• [WHAT TO WORK ON]:
a – According to the article on the Kansas flood, how much crude oil floated downstream?
b – Summarize the article on the Kansas flood in two sentences.
c – Extend the article on the Kansas flood past its final sentence.

EXERCISE TEXT below:

Wednesday, July 4, 2007

Kansas flood spreads oil from closed refinery

Philadelphia Inquirer, via AP: The flood engulfing homes to the rooftops carried an extra curse yesterday as a slick of 42,000 gallons of thick crude oil floated downstream with the mud and debris, coating everything it touched with a slimy, smelly layer of goo.

"My question is: How are they going to get all that oil out of the environment?" said Mary Burge, a heart-surgery patient who had to breathe from a portable oxygen tank because the petroleum odor was so strong it could be detected by the crews of helicopters passing overhead. By yesterday, the oil was nearing a large Oklahoma reservoir that supplies water to several cities.

The Verdigris River had crested and was beginning to recede at Coffeyville, but it was kept high by water being released from the Elk City and Fall River Toronto Lake reservoirs upstream, said Jim Miller, Montgomery County emergency manager.

"It's going to come down the Verdigris until they shut that water supply off," he said. "So it's just a matter of time." A malfunction allowed the oil to spill from the Coffeyville Resources refinery Sunday, while the plant was shutting down as the flood headed toward it on the Verdigris River.

End of EXERCISE TEXT.
DATASET EXTRACT below:

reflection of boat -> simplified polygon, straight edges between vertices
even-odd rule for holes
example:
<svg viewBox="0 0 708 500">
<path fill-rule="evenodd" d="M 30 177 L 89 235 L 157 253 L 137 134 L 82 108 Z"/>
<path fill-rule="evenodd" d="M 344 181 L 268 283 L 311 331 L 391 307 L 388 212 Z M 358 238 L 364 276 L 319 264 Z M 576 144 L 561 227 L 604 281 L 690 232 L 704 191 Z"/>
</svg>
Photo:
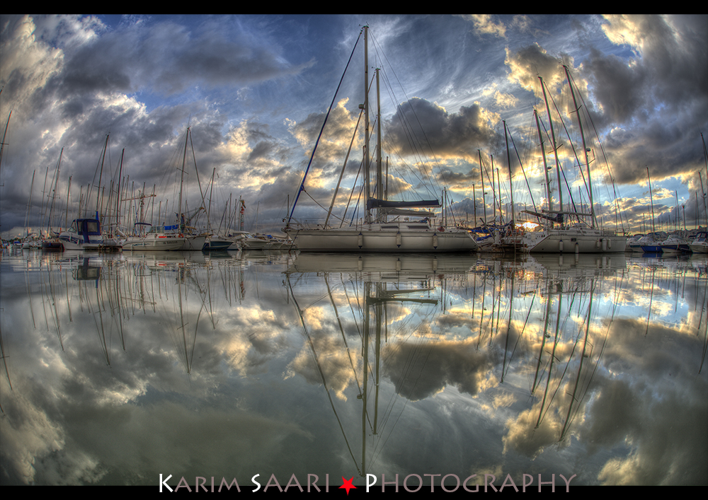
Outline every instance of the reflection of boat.
<svg viewBox="0 0 708 500">
<path fill-rule="evenodd" d="M 371 153 L 369 147 L 369 67 L 368 67 L 368 26 L 364 26 L 364 209 L 363 223 L 352 224 L 346 227 L 334 228 L 328 226 L 329 220 L 323 226 L 307 227 L 298 224 L 290 226 L 292 218 L 291 211 L 283 231 L 292 238 L 300 250 L 315 252 L 464 252 L 474 250 L 477 245 L 469 233 L 457 227 L 432 224 L 430 217 L 435 214 L 430 211 L 416 211 L 413 208 L 440 207 L 437 199 L 419 202 L 392 201 L 384 192 L 382 153 L 381 153 L 381 117 L 380 100 L 378 104 L 377 120 L 375 189 L 372 191 L 370 164 Z M 379 69 L 376 70 L 377 88 L 378 88 Z M 378 88 L 377 94 L 378 94 Z M 314 151 L 313 151 L 313 154 Z M 345 162 L 345 164 L 346 162 Z M 303 178 L 299 193 L 304 191 L 305 178 Z M 376 197 L 374 197 L 375 194 Z M 336 192 L 335 192 L 335 197 Z M 297 204 L 297 199 L 295 200 Z M 293 205 L 293 211 L 295 210 Z M 331 209 L 330 209 L 330 214 Z M 401 217 L 406 219 L 401 220 Z M 389 220 L 389 217 L 396 217 Z M 410 219 L 410 220 L 409 220 Z"/>
<path fill-rule="evenodd" d="M 467 273 L 477 262 L 464 254 L 438 257 L 424 254 L 302 252 L 289 272 L 365 272 L 371 276 L 423 279 L 431 274 Z"/>
<path fill-rule="evenodd" d="M 708 233 L 700 231 L 689 246 L 694 253 L 708 253 Z"/>
<path fill-rule="evenodd" d="M 436 343 L 429 342 L 424 334 L 417 341 L 407 338 L 405 332 L 410 332 L 410 325 L 402 329 L 401 332 L 404 334 L 402 337 L 389 331 L 389 328 L 392 330 L 394 325 L 401 324 L 401 318 L 399 316 L 401 313 L 407 314 L 409 307 L 421 308 L 421 310 L 416 312 L 425 316 L 422 325 L 434 322 L 431 313 L 435 313 L 432 311 L 441 313 L 445 303 L 444 297 L 436 296 L 435 282 L 442 280 L 446 274 L 465 276 L 476 262 L 476 258 L 471 256 L 451 256 L 454 262 L 449 262 L 447 257 L 438 260 L 435 256 L 411 254 L 301 253 L 285 272 L 307 345 L 316 364 L 318 377 L 327 393 L 344 443 L 360 477 L 365 477 L 377 462 L 382 446 L 394 435 L 389 416 L 394 414 L 396 405 L 401 405 L 402 400 L 405 408 L 409 401 L 430 395 L 428 394 L 429 383 L 419 385 L 418 382 L 429 375 L 431 370 L 435 372 L 435 368 L 426 368 L 426 363 L 435 349 Z M 459 258 L 454 258 L 455 257 Z M 346 278 L 349 274 L 354 276 Z M 333 287 L 330 285 L 330 279 L 337 274 L 342 277 L 337 289 L 343 293 L 338 296 L 333 293 Z M 337 326 L 333 330 L 322 331 L 321 327 L 308 325 L 307 309 L 311 306 L 319 307 L 318 304 L 321 296 L 318 291 L 317 298 L 306 304 L 308 299 L 298 298 L 299 294 L 296 293 L 293 286 L 300 277 L 307 275 L 316 275 L 324 279 L 326 295 L 336 318 Z M 351 289 L 348 289 L 348 284 Z M 443 288 L 441 284 L 441 290 Z M 338 306 L 338 301 L 343 301 L 346 306 Z M 350 310 L 352 317 L 346 318 L 345 310 Z M 405 321 L 402 322 L 407 324 Z M 346 353 L 347 359 L 345 364 L 336 367 L 330 361 L 333 354 L 330 346 L 340 336 L 343 342 L 342 352 Z M 360 337 L 360 349 L 350 348 L 349 342 L 353 337 Z M 394 339 L 395 347 L 392 345 Z M 389 349 L 387 353 L 386 349 Z M 358 356 L 357 352 L 360 353 Z M 398 364 L 406 359 L 408 362 L 405 363 L 405 368 L 400 370 Z M 389 366 L 387 366 L 387 363 Z M 348 426 L 341 417 L 341 414 L 346 415 L 353 412 L 342 412 L 338 409 L 341 405 L 338 399 L 346 400 L 342 393 L 347 388 L 341 386 L 340 369 L 350 371 L 348 380 L 356 383 L 355 387 L 350 388 L 356 393 L 356 399 L 353 403 L 346 405 L 350 407 L 355 405 L 356 408 L 360 402 L 360 419 L 353 425 Z M 385 396 L 386 407 L 379 410 L 379 400 L 384 397 L 382 388 L 384 378 L 391 379 L 397 395 L 390 399 Z M 338 387 L 336 386 L 338 383 Z M 333 397 L 333 393 L 339 397 Z M 393 425 L 395 426 L 395 422 Z M 355 456 L 353 445 L 356 443 L 356 437 L 352 434 L 348 435 L 348 429 L 359 426 L 361 428 L 361 451 L 360 455 Z M 372 448 L 375 451 L 372 453 Z"/>
</svg>

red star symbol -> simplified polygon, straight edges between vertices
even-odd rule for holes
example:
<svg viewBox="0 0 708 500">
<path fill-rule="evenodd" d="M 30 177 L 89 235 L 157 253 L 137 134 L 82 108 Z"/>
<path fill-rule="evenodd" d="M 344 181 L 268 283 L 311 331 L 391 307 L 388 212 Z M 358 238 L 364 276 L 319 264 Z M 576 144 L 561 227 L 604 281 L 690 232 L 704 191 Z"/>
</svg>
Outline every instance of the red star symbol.
<svg viewBox="0 0 708 500">
<path fill-rule="evenodd" d="M 347 496 L 349 496 L 349 490 L 350 489 L 352 489 L 353 488 L 354 489 L 356 489 L 356 487 L 354 486 L 353 484 L 352 484 L 352 481 L 353 481 L 353 480 L 354 480 L 354 477 L 353 477 L 350 479 L 349 479 L 349 480 L 347 480 L 347 479 L 344 479 L 343 476 L 342 477 L 342 485 L 341 487 L 339 487 L 339 489 L 341 489 L 342 488 L 344 488 L 346 490 L 347 490 Z"/>
</svg>

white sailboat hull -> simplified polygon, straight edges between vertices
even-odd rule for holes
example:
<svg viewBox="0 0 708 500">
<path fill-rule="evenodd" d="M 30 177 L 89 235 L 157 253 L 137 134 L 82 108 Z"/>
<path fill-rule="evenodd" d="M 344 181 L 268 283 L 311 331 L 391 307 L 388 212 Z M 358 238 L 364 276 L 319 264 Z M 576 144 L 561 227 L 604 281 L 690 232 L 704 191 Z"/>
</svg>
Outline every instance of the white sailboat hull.
<svg viewBox="0 0 708 500">
<path fill-rule="evenodd" d="M 159 252 L 181 250 L 185 238 L 162 233 L 149 233 L 145 236 L 128 238 L 123 242 L 123 250 L 149 250 Z"/>
<path fill-rule="evenodd" d="M 286 230 L 300 250 L 310 252 L 468 252 L 477 249 L 462 230 L 438 231 L 394 223 L 342 229 Z"/>
<path fill-rule="evenodd" d="M 521 250 L 542 253 L 618 253 L 624 252 L 627 237 L 600 229 L 549 229 L 526 233 Z"/>
</svg>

End of DATASET EXTRACT.

• [TASK-BY-TASK RESULTS]:
a – 42,000 gallons of thick crude oil.

b – A Kansas flood carried a slick of 42,000 gallons of thick crude oil downstream, coating everything it touched, and the oil was nearing a large Oklahoma reservoir that supplies water to several cities. A malfunction let the oil spill on Sunday from the Coffeyville Resources refinery as the plant was shutting down ahead of the flood, and the Verdigris River was kept high by water released from upstream reservoirs.

c –
Sharon Watson, spokeswoman for the Kansas adjutant general, said the U.S. Environmental Protection Agency and state officials would work with officials at the refinery to measure the amount of contamination and help the refinery clean up. In the meantime, Watson said, "we're asking everyone to avoid the floodwaters."

Midwestern states that depend on fuel supplies from the flooded refinery will see some of the highest prices in the nation for gasoline and diesel this summer, industry experts said.

The oil joins other causes of misery for thousands of flood evacuees in Kansas, Oklahoma and Texas. "We do have health concerns," said Bret Glendening, city manager in Osawatomie, Kan. "You've got stagnant water. The water's been into the wood. You have mold issues. There's a whole host of concerns flooding causes."

"All our utilities are underwater," Fredonia Mayor Max Payne said. On Monday night, President Bush declared a major disaster in Kansas and ordered federal aid for recovery efforts.